Problem details: Identify the line in which "Please locate the van door" appears, then reproduce that line and all remaining lines of the records word for word.

Location identification items:
######

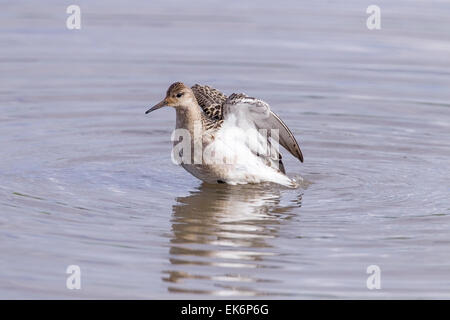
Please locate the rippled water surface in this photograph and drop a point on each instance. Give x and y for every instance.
(86, 178)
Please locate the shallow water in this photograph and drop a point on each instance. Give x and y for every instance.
(86, 178)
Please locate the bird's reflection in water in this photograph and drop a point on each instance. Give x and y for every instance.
(222, 237)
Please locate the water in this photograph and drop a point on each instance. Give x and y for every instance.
(86, 178)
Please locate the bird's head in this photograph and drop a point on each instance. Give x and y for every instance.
(178, 96)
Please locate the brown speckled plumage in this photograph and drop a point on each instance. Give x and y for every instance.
(212, 107)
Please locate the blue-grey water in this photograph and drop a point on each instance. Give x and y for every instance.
(86, 178)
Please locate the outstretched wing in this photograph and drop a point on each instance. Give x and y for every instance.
(210, 100)
(259, 112)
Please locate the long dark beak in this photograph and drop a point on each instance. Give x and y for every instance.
(159, 105)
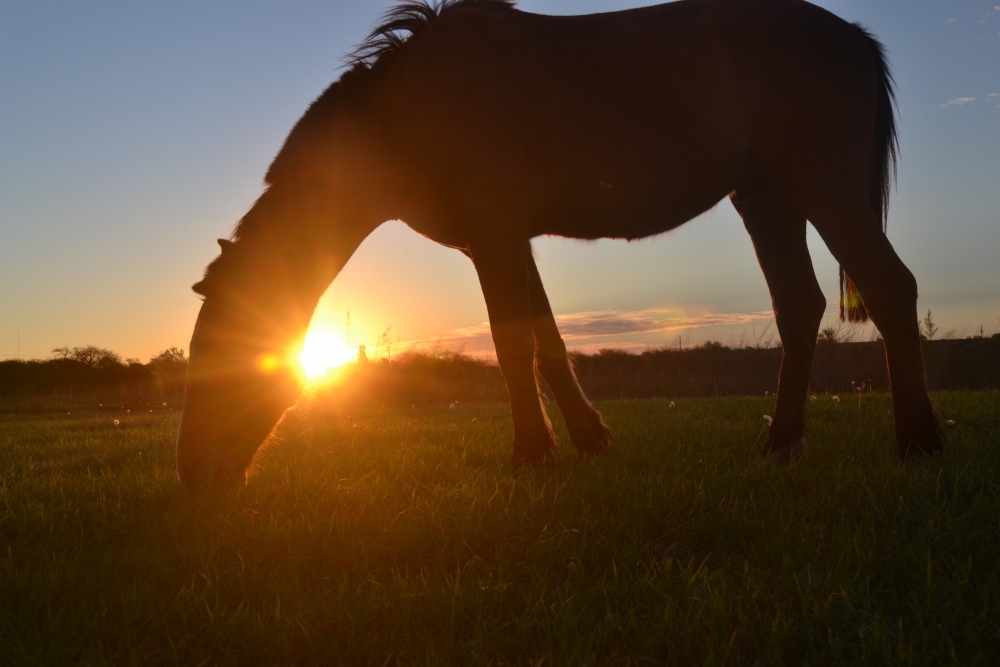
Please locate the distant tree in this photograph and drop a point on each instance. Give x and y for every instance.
(927, 328)
(171, 355)
(89, 355)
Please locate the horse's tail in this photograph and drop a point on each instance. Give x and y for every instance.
(885, 149)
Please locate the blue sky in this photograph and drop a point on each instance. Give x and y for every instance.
(134, 134)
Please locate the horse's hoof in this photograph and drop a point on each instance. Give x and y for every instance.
(784, 454)
(921, 443)
(593, 439)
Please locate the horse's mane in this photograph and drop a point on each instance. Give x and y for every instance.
(398, 25)
(402, 22)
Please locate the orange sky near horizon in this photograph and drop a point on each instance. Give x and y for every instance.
(136, 135)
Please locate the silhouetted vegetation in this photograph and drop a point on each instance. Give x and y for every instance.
(91, 374)
(708, 370)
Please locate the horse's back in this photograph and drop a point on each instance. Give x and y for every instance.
(625, 123)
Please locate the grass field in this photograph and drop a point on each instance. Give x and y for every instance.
(402, 538)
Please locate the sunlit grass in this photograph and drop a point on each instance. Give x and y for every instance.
(400, 537)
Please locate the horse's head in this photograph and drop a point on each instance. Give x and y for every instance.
(329, 187)
(243, 373)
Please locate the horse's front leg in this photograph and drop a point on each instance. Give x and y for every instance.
(503, 275)
(779, 238)
(586, 427)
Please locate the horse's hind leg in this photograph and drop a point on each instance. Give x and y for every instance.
(778, 231)
(504, 277)
(854, 235)
(586, 427)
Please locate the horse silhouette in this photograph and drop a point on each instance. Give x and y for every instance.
(482, 127)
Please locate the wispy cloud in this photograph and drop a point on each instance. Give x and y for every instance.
(577, 326)
(586, 326)
(958, 101)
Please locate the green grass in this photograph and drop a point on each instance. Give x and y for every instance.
(402, 538)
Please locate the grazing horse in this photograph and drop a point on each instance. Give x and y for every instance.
(482, 127)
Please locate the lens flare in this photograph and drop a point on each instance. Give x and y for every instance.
(321, 353)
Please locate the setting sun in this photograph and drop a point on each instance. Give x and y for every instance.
(322, 352)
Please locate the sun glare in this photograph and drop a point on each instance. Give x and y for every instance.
(321, 353)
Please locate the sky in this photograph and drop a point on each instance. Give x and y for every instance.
(132, 135)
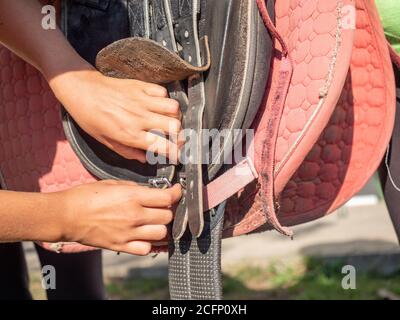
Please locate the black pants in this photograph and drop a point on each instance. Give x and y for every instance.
(78, 276)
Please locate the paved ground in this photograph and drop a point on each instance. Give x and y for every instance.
(355, 231)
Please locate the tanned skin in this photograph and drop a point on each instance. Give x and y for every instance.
(120, 216)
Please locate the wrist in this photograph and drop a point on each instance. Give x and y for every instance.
(58, 225)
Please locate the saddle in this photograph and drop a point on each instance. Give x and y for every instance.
(312, 80)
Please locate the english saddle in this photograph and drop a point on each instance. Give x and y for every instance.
(312, 79)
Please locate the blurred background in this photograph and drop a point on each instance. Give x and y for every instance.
(271, 266)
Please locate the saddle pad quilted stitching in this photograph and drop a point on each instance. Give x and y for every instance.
(352, 145)
(34, 153)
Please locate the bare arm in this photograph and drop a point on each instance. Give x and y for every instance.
(136, 107)
(21, 31)
(30, 216)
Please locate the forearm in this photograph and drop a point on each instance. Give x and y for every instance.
(22, 32)
(31, 216)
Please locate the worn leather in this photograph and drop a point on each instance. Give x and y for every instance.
(318, 170)
(324, 153)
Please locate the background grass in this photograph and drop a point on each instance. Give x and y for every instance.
(307, 279)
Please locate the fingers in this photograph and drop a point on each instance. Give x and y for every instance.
(157, 198)
(139, 248)
(167, 107)
(150, 232)
(156, 216)
(155, 90)
(170, 126)
(129, 153)
(159, 145)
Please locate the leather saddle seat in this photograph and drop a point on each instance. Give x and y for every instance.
(322, 125)
(240, 48)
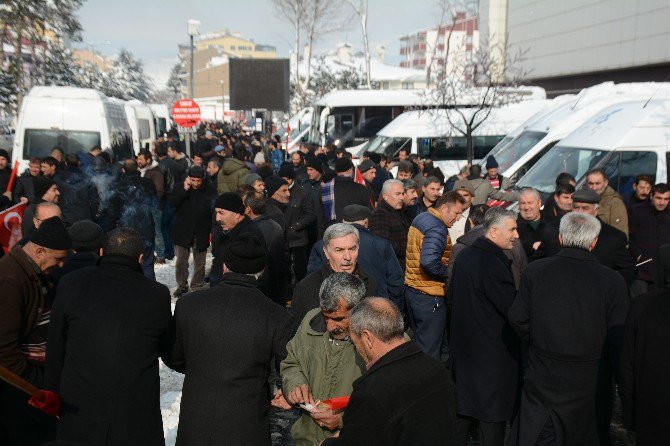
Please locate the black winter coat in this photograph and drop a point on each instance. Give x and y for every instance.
(277, 261)
(643, 382)
(610, 249)
(376, 257)
(406, 398)
(484, 351)
(349, 192)
(193, 216)
(226, 337)
(79, 198)
(109, 325)
(306, 292)
(574, 329)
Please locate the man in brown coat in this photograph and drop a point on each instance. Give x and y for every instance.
(25, 307)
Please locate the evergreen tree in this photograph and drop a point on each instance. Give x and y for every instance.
(129, 79)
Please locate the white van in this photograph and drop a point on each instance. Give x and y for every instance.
(300, 124)
(350, 118)
(429, 133)
(162, 120)
(74, 119)
(141, 121)
(625, 140)
(516, 158)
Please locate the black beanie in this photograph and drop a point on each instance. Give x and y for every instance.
(273, 183)
(42, 185)
(316, 164)
(244, 256)
(230, 201)
(86, 235)
(52, 235)
(343, 164)
(196, 172)
(286, 171)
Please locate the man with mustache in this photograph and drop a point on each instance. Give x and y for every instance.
(321, 361)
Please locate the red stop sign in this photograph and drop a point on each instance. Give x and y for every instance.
(186, 113)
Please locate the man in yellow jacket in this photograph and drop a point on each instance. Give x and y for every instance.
(428, 250)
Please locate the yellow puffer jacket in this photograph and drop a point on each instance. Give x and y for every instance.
(428, 251)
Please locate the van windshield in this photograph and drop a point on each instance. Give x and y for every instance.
(386, 145)
(573, 160)
(39, 142)
(508, 154)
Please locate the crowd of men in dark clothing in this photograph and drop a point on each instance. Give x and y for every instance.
(442, 315)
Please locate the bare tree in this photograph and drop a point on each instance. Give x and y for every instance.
(476, 83)
(360, 8)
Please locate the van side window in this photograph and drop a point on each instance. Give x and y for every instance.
(622, 167)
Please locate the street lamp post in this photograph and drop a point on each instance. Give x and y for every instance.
(192, 29)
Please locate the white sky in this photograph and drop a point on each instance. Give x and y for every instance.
(151, 29)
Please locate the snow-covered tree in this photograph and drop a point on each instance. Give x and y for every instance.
(128, 80)
(58, 68)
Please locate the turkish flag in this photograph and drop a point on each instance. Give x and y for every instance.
(10, 226)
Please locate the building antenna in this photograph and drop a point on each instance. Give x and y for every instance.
(657, 88)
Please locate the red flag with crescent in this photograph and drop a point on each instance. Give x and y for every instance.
(10, 226)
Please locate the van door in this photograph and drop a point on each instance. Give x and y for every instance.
(621, 168)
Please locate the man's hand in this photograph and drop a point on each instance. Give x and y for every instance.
(280, 402)
(300, 395)
(326, 418)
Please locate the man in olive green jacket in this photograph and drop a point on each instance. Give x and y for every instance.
(233, 173)
(322, 362)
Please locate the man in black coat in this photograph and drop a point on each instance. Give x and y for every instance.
(341, 242)
(645, 366)
(193, 217)
(109, 325)
(484, 351)
(136, 198)
(375, 256)
(405, 397)
(226, 337)
(347, 191)
(298, 216)
(530, 223)
(278, 261)
(610, 250)
(571, 312)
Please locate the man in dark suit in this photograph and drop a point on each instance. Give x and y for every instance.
(485, 353)
(109, 324)
(610, 250)
(405, 397)
(226, 337)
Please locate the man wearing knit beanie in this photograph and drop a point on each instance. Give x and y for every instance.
(25, 302)
(230, 215)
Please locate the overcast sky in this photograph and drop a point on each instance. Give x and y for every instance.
(151, 29)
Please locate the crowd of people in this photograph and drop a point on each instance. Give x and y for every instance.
(442, 315)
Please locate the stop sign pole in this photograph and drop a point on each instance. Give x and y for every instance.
(186, 113)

######

The response:
Please locate the van door in this photograph and drop a point on each instance. Give x and y for every instance.
(621, 168)
Please locate the man's hand in this photograph and drop a point on each instance. Give x and y for every instance.
(280, 402)
(300, 395)
(326, 418)
Please locate the man in olive green jacket in this photograph and drop a point on each instance. Give x and y for every instance.
(233, 173)
(322, 362)
Please locate the man in black coat in this photograph and drop a point on each instance. Give x and y for every instance.
(341, 242)
(645, 366)
(193, 217)
(109, 325)
(484, 351)
(136, 198)
(375, 256)
(405, 397)
(226, 337)
(347, 191)
(298, 216)
(530, 223)
(278, 261)
(610, 250)
(571, 312)
Please locate the man in dark suit in this photograph and drop a point on each instance. Give x and y for every instance.
(485, 353)
(109, 324)
(610, 250)
(405, 397)
(226, 337)
Please locate the man wearing knit beanie in this photograph and drop a point on each instance. Give x and y for every instance.
(25, 302)
(230, 215)
Please locate the overcast sky in this photograph and drop a point on each instance. Give x and y for every instance.
(151, 29)
Please locate the crowd of people in this photograph and drop a point on each instance. Give x and y for every instance.
(442, 315)
Please locate the stop sign pole in this photograph and drop a point on each instance. Give x and y for every instance.
(186, 113)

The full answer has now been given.